■ What is being asked ■
Print verbatim every line starting at the one that contains "stainless steel microwave" and ending at the final line of the records; include both endpoints.

[Begin Exercise data]

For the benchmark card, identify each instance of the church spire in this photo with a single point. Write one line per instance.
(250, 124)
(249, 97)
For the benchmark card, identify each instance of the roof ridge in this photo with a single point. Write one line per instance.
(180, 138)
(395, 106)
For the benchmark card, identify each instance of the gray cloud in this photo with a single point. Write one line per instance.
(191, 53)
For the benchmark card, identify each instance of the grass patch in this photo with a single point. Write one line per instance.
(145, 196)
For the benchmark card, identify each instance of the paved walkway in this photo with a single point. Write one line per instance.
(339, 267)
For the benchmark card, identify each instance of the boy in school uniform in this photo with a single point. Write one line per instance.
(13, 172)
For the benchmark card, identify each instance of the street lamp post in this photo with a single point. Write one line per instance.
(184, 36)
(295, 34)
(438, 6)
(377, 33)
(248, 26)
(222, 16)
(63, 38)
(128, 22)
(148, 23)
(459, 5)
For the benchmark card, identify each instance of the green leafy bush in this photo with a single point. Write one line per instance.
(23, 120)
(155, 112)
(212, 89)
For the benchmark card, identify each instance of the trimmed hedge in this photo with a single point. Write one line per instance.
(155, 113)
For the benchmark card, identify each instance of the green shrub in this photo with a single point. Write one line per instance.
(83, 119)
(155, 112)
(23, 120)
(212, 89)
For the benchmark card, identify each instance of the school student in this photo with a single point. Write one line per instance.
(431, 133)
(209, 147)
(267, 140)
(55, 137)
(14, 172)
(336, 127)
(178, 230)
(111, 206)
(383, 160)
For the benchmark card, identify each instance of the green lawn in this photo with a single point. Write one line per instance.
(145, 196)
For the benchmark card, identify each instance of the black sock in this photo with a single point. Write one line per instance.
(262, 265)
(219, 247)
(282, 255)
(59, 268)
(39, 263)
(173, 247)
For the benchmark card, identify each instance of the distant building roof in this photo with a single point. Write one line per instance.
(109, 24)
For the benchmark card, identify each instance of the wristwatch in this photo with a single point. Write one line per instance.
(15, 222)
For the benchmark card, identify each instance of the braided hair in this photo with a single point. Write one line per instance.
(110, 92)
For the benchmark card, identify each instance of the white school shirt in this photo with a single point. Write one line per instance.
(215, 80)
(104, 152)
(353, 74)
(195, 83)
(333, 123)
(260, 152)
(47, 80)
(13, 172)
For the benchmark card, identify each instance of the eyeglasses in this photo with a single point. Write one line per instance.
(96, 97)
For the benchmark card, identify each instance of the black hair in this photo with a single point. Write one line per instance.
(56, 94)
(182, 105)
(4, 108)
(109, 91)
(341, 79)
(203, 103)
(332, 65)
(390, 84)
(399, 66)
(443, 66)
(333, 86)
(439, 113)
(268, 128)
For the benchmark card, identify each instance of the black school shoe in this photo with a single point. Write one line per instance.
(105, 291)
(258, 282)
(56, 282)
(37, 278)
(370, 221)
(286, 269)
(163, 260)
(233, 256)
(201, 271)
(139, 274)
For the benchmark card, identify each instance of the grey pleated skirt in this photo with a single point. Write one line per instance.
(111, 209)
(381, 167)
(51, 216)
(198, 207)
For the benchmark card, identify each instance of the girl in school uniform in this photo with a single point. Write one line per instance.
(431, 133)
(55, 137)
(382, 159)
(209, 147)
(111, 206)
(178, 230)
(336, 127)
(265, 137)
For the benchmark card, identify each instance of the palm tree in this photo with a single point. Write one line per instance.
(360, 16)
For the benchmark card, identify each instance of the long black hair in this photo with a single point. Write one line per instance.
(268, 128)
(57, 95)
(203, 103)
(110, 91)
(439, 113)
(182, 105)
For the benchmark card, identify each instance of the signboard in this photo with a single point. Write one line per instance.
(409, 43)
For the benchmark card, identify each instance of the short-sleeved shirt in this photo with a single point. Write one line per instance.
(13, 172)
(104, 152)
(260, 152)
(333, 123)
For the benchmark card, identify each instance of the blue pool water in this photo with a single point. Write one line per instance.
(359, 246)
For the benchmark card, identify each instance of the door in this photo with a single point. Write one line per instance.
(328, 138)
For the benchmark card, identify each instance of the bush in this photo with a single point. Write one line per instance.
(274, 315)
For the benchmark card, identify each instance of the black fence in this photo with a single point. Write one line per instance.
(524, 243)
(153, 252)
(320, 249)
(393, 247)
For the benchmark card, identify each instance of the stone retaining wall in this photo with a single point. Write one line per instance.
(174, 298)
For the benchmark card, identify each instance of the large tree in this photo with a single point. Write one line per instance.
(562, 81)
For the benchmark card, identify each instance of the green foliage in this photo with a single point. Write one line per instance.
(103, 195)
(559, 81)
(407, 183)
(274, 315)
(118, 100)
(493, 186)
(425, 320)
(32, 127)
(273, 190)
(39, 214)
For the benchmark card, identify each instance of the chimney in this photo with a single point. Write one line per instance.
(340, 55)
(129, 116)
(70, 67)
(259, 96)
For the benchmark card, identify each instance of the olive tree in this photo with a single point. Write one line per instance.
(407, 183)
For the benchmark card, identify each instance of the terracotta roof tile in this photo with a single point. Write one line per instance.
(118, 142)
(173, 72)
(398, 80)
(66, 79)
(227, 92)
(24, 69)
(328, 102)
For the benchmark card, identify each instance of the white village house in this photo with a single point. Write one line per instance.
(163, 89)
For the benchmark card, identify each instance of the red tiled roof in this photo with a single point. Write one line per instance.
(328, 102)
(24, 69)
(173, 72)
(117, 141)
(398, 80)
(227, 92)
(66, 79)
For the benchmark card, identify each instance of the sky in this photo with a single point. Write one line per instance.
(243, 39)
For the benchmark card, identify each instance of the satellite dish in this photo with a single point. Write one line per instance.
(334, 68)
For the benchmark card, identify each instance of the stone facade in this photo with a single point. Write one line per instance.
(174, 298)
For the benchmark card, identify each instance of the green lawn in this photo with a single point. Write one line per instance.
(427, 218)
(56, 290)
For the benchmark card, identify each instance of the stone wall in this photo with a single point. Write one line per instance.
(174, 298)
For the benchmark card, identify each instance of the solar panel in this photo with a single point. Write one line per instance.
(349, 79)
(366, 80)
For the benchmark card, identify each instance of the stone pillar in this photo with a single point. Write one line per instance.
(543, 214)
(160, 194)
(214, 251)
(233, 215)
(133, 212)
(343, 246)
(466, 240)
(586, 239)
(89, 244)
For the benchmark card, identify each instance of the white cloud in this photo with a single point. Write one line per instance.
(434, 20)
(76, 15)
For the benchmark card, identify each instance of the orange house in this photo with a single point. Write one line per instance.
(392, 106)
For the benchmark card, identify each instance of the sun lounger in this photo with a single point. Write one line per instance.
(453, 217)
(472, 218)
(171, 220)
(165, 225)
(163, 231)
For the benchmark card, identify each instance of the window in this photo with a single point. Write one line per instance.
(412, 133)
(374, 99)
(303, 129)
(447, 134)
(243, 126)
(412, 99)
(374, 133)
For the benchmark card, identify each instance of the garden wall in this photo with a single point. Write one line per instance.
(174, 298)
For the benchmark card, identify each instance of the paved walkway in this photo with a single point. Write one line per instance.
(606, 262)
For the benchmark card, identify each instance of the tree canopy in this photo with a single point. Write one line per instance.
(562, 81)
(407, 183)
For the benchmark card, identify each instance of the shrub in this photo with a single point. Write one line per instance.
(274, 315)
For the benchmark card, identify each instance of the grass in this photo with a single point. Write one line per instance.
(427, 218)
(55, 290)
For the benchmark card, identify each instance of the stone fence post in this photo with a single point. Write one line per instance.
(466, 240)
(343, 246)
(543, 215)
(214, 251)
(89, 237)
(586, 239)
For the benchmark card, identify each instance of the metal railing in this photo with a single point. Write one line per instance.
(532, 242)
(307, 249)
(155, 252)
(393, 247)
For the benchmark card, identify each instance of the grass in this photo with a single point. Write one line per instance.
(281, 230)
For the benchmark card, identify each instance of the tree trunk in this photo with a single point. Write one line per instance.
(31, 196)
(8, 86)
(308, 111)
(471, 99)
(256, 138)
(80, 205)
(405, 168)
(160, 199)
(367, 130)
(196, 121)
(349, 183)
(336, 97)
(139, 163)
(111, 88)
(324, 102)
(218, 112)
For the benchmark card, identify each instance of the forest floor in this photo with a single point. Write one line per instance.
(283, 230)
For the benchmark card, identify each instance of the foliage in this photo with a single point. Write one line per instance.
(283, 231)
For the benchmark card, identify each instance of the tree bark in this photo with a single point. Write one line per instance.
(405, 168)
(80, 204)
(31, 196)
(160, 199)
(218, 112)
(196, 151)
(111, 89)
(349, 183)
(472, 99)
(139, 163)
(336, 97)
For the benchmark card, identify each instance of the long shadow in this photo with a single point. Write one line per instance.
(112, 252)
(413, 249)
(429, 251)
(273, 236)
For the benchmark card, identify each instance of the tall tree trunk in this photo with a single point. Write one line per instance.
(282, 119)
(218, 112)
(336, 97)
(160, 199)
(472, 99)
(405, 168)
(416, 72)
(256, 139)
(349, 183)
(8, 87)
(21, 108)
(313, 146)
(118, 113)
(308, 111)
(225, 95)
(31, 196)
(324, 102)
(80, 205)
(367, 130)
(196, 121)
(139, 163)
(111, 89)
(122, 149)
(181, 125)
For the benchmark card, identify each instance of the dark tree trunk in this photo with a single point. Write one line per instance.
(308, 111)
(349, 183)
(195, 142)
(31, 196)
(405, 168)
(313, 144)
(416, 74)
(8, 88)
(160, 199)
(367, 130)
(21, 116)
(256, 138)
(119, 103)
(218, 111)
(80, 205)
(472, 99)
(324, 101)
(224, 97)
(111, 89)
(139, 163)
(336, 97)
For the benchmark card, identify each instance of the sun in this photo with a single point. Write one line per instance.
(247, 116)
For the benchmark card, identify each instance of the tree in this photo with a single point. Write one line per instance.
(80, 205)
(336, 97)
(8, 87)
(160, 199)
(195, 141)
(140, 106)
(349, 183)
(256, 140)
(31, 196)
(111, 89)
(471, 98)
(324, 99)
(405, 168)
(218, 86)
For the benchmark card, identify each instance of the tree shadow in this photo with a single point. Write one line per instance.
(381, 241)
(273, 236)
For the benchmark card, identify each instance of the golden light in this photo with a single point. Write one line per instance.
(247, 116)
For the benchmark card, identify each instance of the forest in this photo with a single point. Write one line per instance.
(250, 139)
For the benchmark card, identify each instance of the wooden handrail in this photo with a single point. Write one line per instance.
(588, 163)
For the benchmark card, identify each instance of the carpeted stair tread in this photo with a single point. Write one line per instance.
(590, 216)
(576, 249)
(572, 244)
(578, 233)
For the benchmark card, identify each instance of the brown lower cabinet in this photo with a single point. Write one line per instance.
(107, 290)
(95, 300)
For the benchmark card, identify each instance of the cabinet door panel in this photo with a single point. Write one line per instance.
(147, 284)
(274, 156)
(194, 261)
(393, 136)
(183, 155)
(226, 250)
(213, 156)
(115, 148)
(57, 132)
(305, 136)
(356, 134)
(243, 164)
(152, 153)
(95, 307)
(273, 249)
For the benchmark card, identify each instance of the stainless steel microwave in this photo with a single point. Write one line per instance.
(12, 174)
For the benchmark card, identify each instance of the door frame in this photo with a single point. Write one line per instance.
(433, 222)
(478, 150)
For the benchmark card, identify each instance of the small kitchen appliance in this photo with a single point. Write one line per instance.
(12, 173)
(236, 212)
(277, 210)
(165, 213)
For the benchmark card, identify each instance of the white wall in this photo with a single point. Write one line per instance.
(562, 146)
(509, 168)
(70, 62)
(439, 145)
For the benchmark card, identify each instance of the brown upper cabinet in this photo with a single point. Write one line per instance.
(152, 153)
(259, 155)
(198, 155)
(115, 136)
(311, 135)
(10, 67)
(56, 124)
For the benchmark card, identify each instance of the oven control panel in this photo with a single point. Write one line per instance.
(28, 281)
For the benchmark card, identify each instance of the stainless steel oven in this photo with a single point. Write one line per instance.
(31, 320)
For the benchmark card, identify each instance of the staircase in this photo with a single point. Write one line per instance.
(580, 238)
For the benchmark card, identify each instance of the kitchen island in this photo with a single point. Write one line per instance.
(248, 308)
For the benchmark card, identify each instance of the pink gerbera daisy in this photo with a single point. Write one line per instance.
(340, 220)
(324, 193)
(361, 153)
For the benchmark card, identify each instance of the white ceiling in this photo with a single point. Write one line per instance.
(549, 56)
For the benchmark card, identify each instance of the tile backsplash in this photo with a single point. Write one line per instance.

[End Exercise data]

■ Written solution ■
For the benchmark card, identify each instance of the stainless steel microwave in this photo with a single point. Write one line per instance.
(12, 174)
For the benchmark card, identify each instance of the door frame in this photo with a single point. Write one line per instance.
(433, 222)
(478, 150)
For the benchmark card, identify each instance of the small kitchen appliance in this photo with a single point. Write one line per instance.
(12, 173)
(236, 212)
(277, 210)
(165, 213)
For the benchmark card, identify each instance of the white wall in this photo with a single point. Write one line per instance.
(562, 146)
(509, 168)
(70, 62)
(439, 145)
For the benchmark card, identify each instance of the brown upper cabinet in this photo with a single point. Write one line per instance.
(152, 153)
(259, 155)
(198, 155)
(115, 136)
(311, 135)
(10, 67)
(56, 124)
For the benchmark card, identify each instance of the oven control panel in this photo with a single point. Write one line per instance.
(28, 281)
For the benchmark card, identify each instance of the stainless steel oven in this photo with a single point. Write one line per instance.
(31, 320)
For the benchmark card, identify each instance of the staircase in this photo with a single point. Write one line per instance.
(580, 238)
For the benchmark card, identify each instance of the kitchen island in this photo with a single point. Write one line per instance.
(248, 308)
For the benchmark card, identify each instance of the pink gerbera daisy in this photo with a single point. Write one line per instance.
(340, 220)
(324, 193)
(361, 153)
For the benchmark card, identify each instance of the white ceiling in this photo with a single point. Write one line per instance.
(549, 56)
For the benchmark card, identify each instance of the tile backsplash in this photo with a single point. Write one line per instance.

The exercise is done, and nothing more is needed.